(EXERCISE DESCRIPTION): Write out every entry below exactly as it appears. Pictures do not belong in the copy.

Start of Block

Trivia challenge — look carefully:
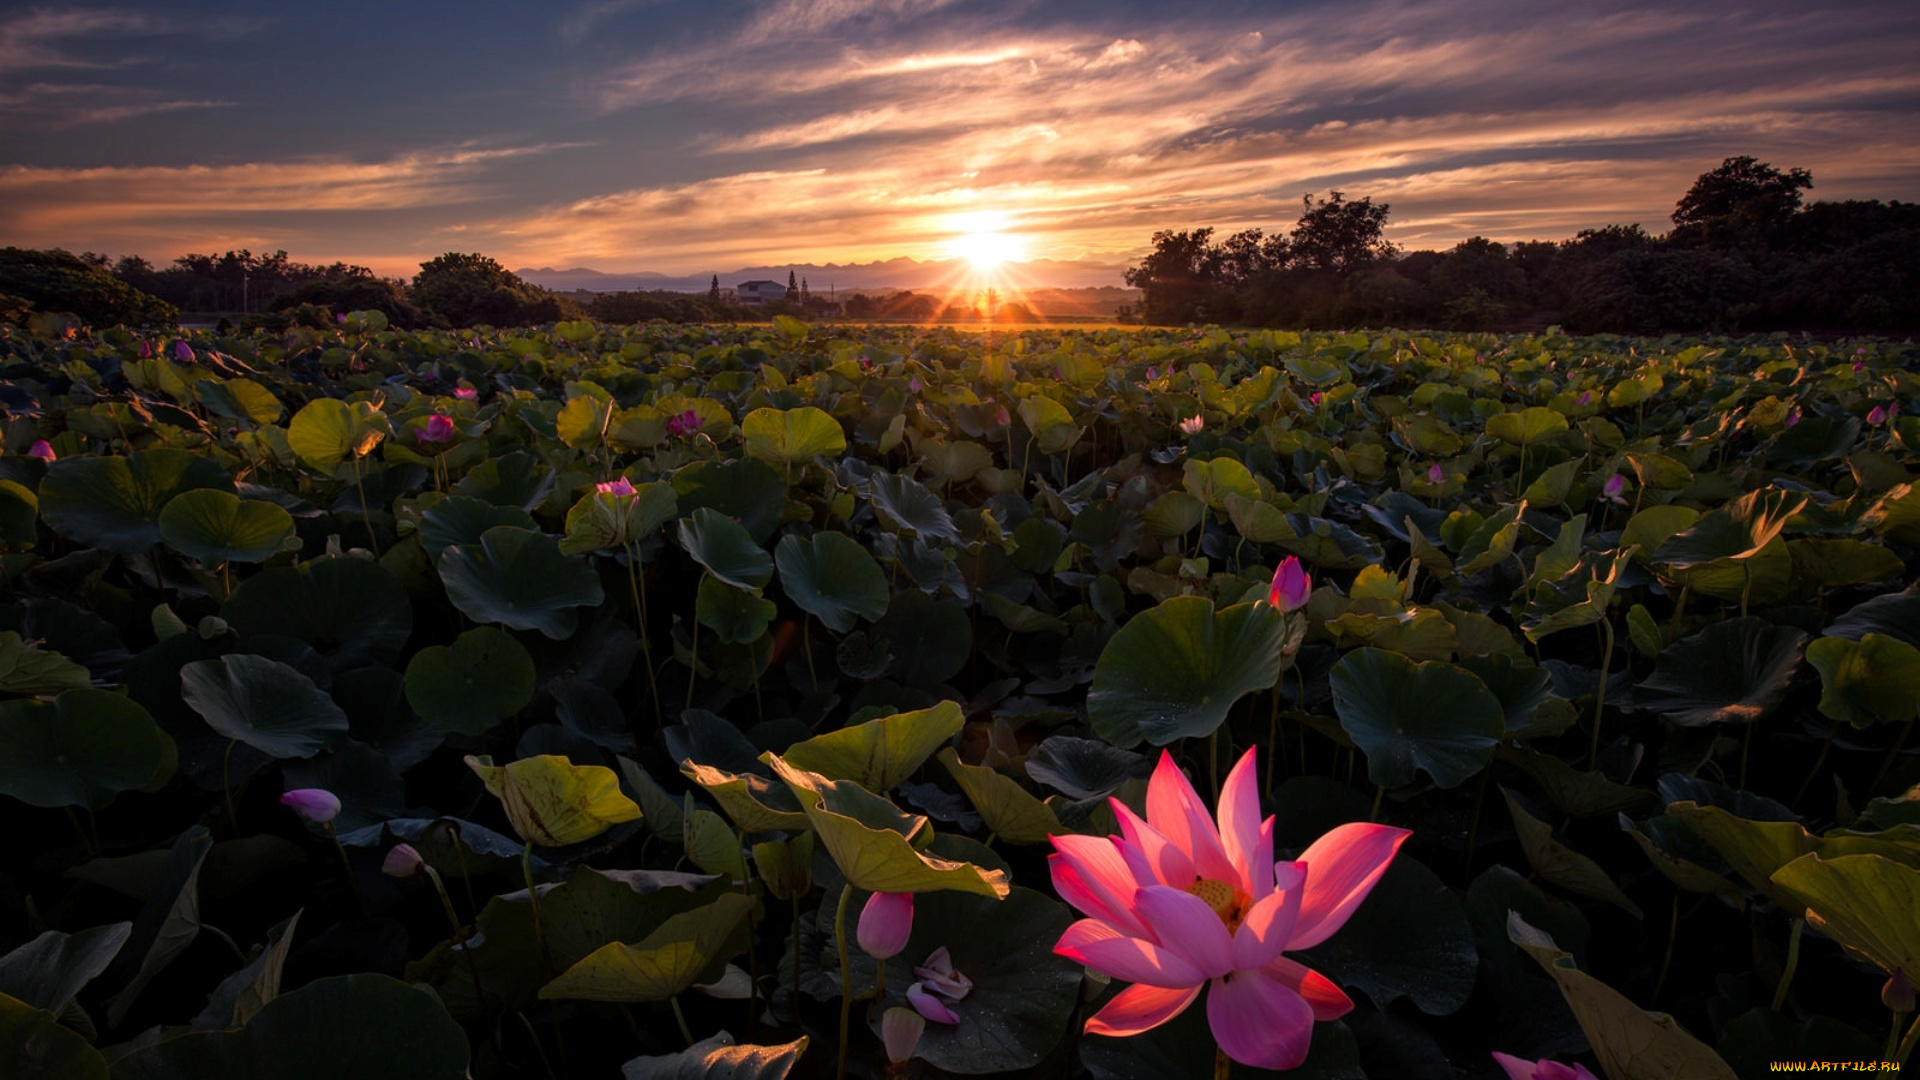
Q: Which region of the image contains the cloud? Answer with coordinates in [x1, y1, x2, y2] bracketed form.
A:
[0, 8, 161, 70]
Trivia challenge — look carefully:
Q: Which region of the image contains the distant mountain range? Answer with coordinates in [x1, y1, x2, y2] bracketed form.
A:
[515, 256, 1132, 294]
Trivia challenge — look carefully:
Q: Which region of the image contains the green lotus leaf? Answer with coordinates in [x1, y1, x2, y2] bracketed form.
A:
[555, 393, 617, 451]
[1182, 457, 1260, 512]
[540, 892, 756, 1003]
[0, 631, 91, 696]
[1827, 586, 1920, 649]
[939, 748, 1063, 845]
[450, 450, 554, 511]
[193, 377, 283, 427]
[403, 626, 536, 736]
[672, 458, 787, 544]
[868, 472, 960, 543]
[678, 507, 774, 591]
[621, 1034, 809, 1080]
[741, 406, 846, 473]
[1805, 633, 1920, 728]
[106, 825, 210, 1028]
[696, 576, 776, 644]
[766, 754, 1009, 896]
[1507, 914, 1736, 1080]
[1276, 513, 1386, 570]
[1716, 1009, 1882, 1080]
[683, 806, 748, 880]
[287, 398, 389, 473]
[1636, 617, 1805, 727]
[1652, 488, 1806, 567]
[774, 531, 889, 633]
[111, 974, 468, 1080]
[181, 654, 349, 759]
[1089, 597, 1287, 748]
[1787, 538, 1905, 588]
[1330, 648, 1504, 789]
[38, 449, 233, 555]
[1769, 853, 1920, 978]
[682, 761, 810, 833]
[1017, 394, 1083, 456]
[782, 700, 964, 791]
[158, 488, 295, 564]
[0, 690, 171, 810]
[0, 479, 38, 548]
[1505, 788, 1642, 916]
[221, 557, 412, 673]
[0, 922, 130, 1015]
[440, 526, 605, 639]
[1025, 736, 1152, 799]
[1619, 504, 1698, 558]
[1142, 491, 1204, 538]
[872, 591, 971, 685]
[1454, 501, 1526, 575]
[916, 437, 994, 487]
[1485, 406, 1568, 446]
[0, 992, 108, 1080]
[1667, 802, 1920, 911]
[415, 495, 537, 561]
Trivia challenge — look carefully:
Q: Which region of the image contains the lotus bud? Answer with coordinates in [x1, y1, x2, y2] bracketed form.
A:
[1267, 556, 1311, 613]
[1576, 390, 1592, 406]
[906, 981, 960, 1024]
[27, 440, 55, 461]
[1178, 415, 1204, 436]
[1785, 409, 1800, 428]
[908, 376, 923, 393]
[596, 476, 637, 497]
[1426, 462, 1444, 484]
[280, 788, 342, 824]
[882, 1006, 925, 1065]
[1867, 405, 1887, 426]
[420, 415, 456, 443]
[454, 387, 478, 401]
[995, 403, 1011, 427]
[138, 339, 153, 358]
[382, 843, 425, 877]
[1308, 391, 1323, 406]
[857, 891, 914, 960]
[1884, 968, 1915, 1013]
[173, 340, 194, 362]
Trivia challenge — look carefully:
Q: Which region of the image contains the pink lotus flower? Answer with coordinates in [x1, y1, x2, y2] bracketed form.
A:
[1426, 462, 1444, 484]
[419, 415, 456, 443]
[1308, 391, 1323, 407]
[173, 340, 194, 362]
[1575, 390, 1592, 407]
[1050, 749, 1408, 1069]
[1867, 404, 1888, 425]
[1178, 415, 1205, 437]
[382, 843, 424, 877]
[913, 946, 971, 1000]
[1785, 409, 1800, 428]
[858, 891, 914, 960]
[27, 440, 55, 461]
[280, 788, 342, 824]
[1145, 366, 1158, 381]
[1602, 473, 1627, 506]
[1491, 1052, 1599, 1080]
[596, 476, 637, 497]
[665, 409, 702, 437]
[907, 980, 961, 1025]
[1267, 557, 1310, 614]
[995, 404, 1011, 427]
[138, 339, 153, 359]
[454, 387, 478, 401]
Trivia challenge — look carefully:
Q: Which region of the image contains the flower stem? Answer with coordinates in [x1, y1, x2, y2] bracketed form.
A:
[324, 822, 369, 917]
[1771, 916, 1804, 1012]
[1895, 1008, 1920, 1065]
[671, 994, 694, 1046]
[835, 882, 854, 1080]
[1213, 1045, 1232, 1080]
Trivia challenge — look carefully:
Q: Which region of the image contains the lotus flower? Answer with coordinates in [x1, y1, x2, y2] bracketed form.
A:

End of Block

(RESPONSE FOR THIS EXERCISE):
Trivia challenge — look carefully:
Q: Which region of the image contains the cloud? Answer with coordinates in [x1, y1, x2, y2] bracketed form.
A:
[0, 8, 161, 70]
Trivia challenge — look carefully:
Q: Which region of the image contains the distant mountain range? Answer with coordinates in [x1, y1, x2, y2] bracketed form.
A:
[515, 256, 1132, 294]
Trivia challenge — look carefully:
Q: Which region of the image contains the green lotus leaf? Answer with coordinates in [x1, y1, x2, y2] bracketed form.
A:
[555, 393, 617, 451]
[1182, 457, 1260, 512]
[540, 892, 756, 1003]
[0, 631, 91, 696]
[1827, 586, 1920, 649]
[939, 748, 1063, 845]
[450, 450, 554, 511]
[193, 377, 283, 427]
[403, 626, 536, 736]
[672, 458, 787, 544]
[868, 472, 960, 543]
[678, 507, 774, 591]
[621, 1034, 809, 1080]
[741, 406, 846, 473]
[1805, 633, 1920, 728]
[106, 825, 210, 1028]
[696, 576, 776, 644]
[766, 754, 1009, 896]
[1507, 914, 1736, 1080]
[1276, 513, 1386, 570]
[1716, 1009, 1882, 1080]
[683, 806, 748, 880]
[287, 398, 389, 473]
[1636, 617, 1805, 727]
[1652, 488, 1806, 567]
[774, 531, 889, 633]
[111, 974, 468, 1080]
[181, 654, 349, 759]
[1089, 597, 1287, 748]
[1787, 538, 1905, 588]
[1330, 648, 1504, 789]
[38, 449, 233, 555]
[1769, 853, 1920, 978]
[682, 761, 810, 833]
[1017, 394, 1083, 456]
[782, 700, 964, 791]
[158, 488, 295, 564]
[0, 690, 171, 810]
[0, 479, 38, 548]
[1505, 788, 1642, 916]
[221, 557, 412, 673]
[0, 922, 130, 1015]
[440, 526, 605, 639]
[1025, 736, 1152, 799]
[1619, 504, 1698, 558]
[1142, 491, 1204, 538]
[872, 591, 971, 685]
[1454, 501, 1526, 575]
[916, 437, 994, 487]
[1485, 406, 1568, 446]
[0, 992, 108, 1080]
[1667, 802, 1920, 911]
[415, 495, 537, 561]
Trivia challenge — look carefully:
Q: Which region of the image contains the lotus bud? Answer with coordinates in [x1, y1, x2, y2] bracketed form.
A:
[1267, 556, 1311, 613]
[1576, 390, 1592, 406]
[906, 981, 960, 1024]
[27, 440, 55, 461]
[1178, 415, 1204, 436]
[1785, 409, 1800, 428]
[908, 376, 923, 393]
[596, 476, 637, 497]
[1426, 462, 1444, 484]
[280, 788, 342, 824]
[882, 1006, 925, 1065]
[1867, 405, 1887, 426]
[420, 415, 456, 443]
[454, 387, 478, 401]
[995, 403, 1011, 427]
[138, 339, 153, 358]
[382, 843, 425, 877]
[1308, 391, 1323, 406]
[857, 891, 914, 960]
[1884, 968, 1915, 1013]
[173, 340, 194, 362]
Trivia challenge — look carefully:
Q: Which region of the image contains the pink lotus flower? Answer with coordinates in [x1, y1, x2, y2] bracketed form.
A:
[1426, 462, 1444, 484]
[419, 415, 456, 443]
[1308, 391, 1323, 407]
[173, 340, 194, 362]
[1575, 390, 1592, 407]
[1050, 749, 1408, 1069]
[1867, 404, 1888, 425]
[1178, 415, 1205, 437]
[382, 843, 424, 877]
[913, 946, 971, 1000]
[1785, 409, 1800, 428]
[858, 891, 914, 960]
[27, 440, 55, 461]
[280, 788, 342, 824]
[1145, 366, 1158, 381]
[1602, 473, 1627, 506]
[1491, 1052, 1599, 1080]
[596, 476, 637, 497]
[665, 409, 702, 437]
[907, 980, 961, 1025]
[1267, 557, 1310, 614]
[995, 404, 1011, 427]
[138, 339, 153, 359]
[454, 387, 478, 401]
Trivia challenge — look carefully:
Q: Which region of the image contains the flower stem? Answer with coordinates in [x1, y1, x2, y2] bracketed form.
A:
[324, 822, 369, 917]
[1771, 916, 1804, 1012]
[1895, 1008, 1920, 1065]
[671, 994, 694, 1046]
[835, 882, 854, 1080]
[1213, 1045, 1232, 1080]
Trivia challenge — look carefully:
Q: Which region of the image contains the lotus flower? Answer with coordinates in [x1, y1, x2, y2] bracketed form.
A:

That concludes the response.